= Opportunity zone =

American designation and investment program

An opportunity zone is a designation and investment program created by the Tax Cuts and Jobs Act of 2017 allowing for certain investments in lower income areas to have tax advantages. The program allows investors to defer capital gains taxes by reinvesting those gains into Qualified Opportunity Funds (QOFs) that develop or operate within these zones. If held for at least 10 years, any appreciation on the QOF investment becomes entirely tax-free.

Designed to unlock idle capital and drive economic revitalization, over 8,700 zones were designated across the U.S. While the program has successfully attracted billions in capital, it continues to evolve amid discussions about transparency, impact tracking, and equitable outcomes.

==History==
Opportunity Zones were proposed by Senators Tim Scott, Cory Booker, and Representatives Ron Kind, Pat Tiberi and supported by Sean Parker's Economic Innovation Group. States may designate up to 25% of low-income census tracts as Opportunity Zones. Opportunity Zones were created under the 2017 Tax Cuts and Jobs Act, signed into law by President Donald Trump.

The first Opportunity Zones were designated in April 2018. There are 8,764 Opportunity Zones in the 50 states, and five U.S. possessions, including American Samoa, Guam, Northern Mariana Islands, Puerto Rico, and the Virgin Islands.

Not all Opportunity Zones are in low income communities. Per Internal Revenue Code Section 1400Z-1(e), up to five percent of the Opportunity Zones in each state can be non-low income tracts contiguous to low-income tracts. In December 2019, Treasury issued final regulatory guidance on Qualified Opportunity Fund investing.

Opportunity Zones 1.0 (OZ 1.0) has facilitated approximately $100 billion in investment, contributed to the creation of around 400,000 housing units, and supported roughly half a million jobs. Under the One Big Beautiful Bill Act (OBBBA), signed into law on July 4, 2025, the Opportunity Zone program was updated to Opportunity Zones 2.0 (OZ 2.0), which will become effective on January 1, 2027. The program was made permanent and revised to enhance its long-term economic impact. The updates introduced additional reporting requirements aimed at improving transparency and accountability, alongside revised eligibility criteria for designated zones.

**Instruction 1**. Which lines in the listing contain the string "flamingo"? Identify each one and copy it out in full.
**Instruction 2**. Can you pick up the text on opportunity zones after its last sentence and carry it on?

**Source material**.
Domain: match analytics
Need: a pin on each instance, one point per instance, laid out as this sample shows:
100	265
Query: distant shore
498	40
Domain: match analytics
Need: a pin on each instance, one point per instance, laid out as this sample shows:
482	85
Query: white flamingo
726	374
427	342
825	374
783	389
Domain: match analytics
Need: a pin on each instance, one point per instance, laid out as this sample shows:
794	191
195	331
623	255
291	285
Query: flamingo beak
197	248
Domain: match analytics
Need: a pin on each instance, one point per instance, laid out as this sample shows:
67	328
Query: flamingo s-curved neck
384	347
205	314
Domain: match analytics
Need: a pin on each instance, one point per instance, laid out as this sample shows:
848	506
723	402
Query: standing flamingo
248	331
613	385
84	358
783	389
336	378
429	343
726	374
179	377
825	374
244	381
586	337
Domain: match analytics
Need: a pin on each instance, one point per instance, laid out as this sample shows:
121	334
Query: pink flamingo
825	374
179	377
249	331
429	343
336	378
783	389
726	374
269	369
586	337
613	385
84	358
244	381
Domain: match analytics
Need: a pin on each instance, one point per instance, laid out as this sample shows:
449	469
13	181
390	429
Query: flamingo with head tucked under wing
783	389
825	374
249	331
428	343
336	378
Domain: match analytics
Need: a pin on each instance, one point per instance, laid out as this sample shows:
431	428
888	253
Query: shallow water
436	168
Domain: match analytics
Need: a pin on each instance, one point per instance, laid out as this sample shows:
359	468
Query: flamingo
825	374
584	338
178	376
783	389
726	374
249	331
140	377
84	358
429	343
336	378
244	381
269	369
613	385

**Written reply 1**.
Query: white flamingo
Query: flamingo beak
Query: flamingo s-curved neck
Query: standing flamingo
Query: pink flamingo
Query: flamingo with head tucked under wing
Query: flamingo

**Written reply 2**.
On April 1, 2026, the U.S. Department of the Treasury published the final nomination framework for OZ 2.0. The framework established a 90-day nomination window beginning on July 1, 2026, during which state governors may nominate up to 25% of eligible census tracts. It also eliminated the contiguous tract designation option, tightened the median family income eligibility threshold from 80% to 70%, and removed the provision allowing blanket designation of all census tracts in Puerto Rico.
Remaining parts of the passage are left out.